THE TASK ->
Transcribe the material below line for line without any changes, leaving out the pictures.

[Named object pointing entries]
+-------+

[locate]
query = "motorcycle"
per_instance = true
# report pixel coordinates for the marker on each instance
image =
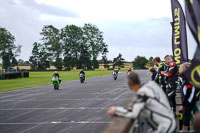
(82, 78)
(56, 82)
(128, 72)
(114, 75)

+-------+

RESPONSE ->
[locate]
query = "motorcycle"
per_instance = true
# report pixel coordinates for the marker on each instance
image =
(82, 78)
(56, 82)
(128, 72)
(114, 75)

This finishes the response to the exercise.